Repeat word for word the passage of the relativity derivation that opens with the words containing "Step 3. To derive" and closes with "the minimum pace.".

-- Text section start --

Step 2. Relativity is forced by equating coefficients of the right-hand side terms of the matching equations in (1a) and (1b) remembering that u is reversed (i.e. negative) in (1b). Then,

$\lambda _{x}=\lambda _{r}= \frac{1}{\sqrt{1-1/(ku^2)}}\; and \; \lambda _{y}=\lambda _{z}=1.$

Now, for the transformation to have real solutions, λ_x and λ_r must be real, which means that u² > k⁻¹. There will be, therefore, a limit for the pace u of the S′ frame with respect to the S frame in order for x′ and r′ to remain real. Calling this unspecified limiting pace U, where U² = k⁻¹, transformation (1a) now becomes the Ignatowsky transformation:

$x'=\frac{x-rU^2/u}{\sqrt{1-U^2/u^2}}; y'=y; z'=z; r'=\frac{r-x/u}{\sqrt{1-U^2/u^2}}.\; (2)$

Step 3. To derive the Galilean transformation from (2), set x′ = x, which from (2) requires that U = 0, i.e., k = ∞.

Step 4. Add Einstein’s second postulate: light is always propagated in empty time with a definite lenticity k. In that case, k = U, the minimum pace.

-- Text section end --
-- Entries shown start --

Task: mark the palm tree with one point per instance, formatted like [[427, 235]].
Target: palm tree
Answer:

-- Entries shown end --
-- Entries shown start --

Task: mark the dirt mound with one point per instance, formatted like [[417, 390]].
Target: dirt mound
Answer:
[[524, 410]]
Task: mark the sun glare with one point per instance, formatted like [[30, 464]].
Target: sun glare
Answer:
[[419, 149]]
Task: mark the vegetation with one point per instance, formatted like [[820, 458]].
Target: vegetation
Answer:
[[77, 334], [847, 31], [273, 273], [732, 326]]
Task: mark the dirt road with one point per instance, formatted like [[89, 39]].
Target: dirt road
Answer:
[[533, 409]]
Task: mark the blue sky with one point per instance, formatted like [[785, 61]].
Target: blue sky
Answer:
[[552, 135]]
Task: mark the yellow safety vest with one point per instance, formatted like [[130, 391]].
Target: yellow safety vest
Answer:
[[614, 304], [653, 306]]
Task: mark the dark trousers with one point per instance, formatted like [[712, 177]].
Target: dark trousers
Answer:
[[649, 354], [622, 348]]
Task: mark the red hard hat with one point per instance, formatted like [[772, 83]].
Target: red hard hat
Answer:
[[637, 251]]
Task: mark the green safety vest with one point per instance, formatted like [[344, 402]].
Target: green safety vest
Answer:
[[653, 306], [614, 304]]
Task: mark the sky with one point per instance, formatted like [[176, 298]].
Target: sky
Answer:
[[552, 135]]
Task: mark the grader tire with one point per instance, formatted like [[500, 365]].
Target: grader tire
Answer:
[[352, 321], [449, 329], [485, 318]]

-- Entries shown end --
-- Entries shown start --

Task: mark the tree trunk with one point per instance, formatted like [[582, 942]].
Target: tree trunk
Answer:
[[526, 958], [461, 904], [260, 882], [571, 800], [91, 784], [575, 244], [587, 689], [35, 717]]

-- Entries shown end --

Answer for the task:
Step 3. To derive the Galilean transformation from (2), set x′ = x, which from (2) requires that U = 0, i.e., k = ∞.

Step 4. Add Einstein’s second postulate: light is always propagated in empty time with a definite lenticity k. In that case, k = U, the minimum pace.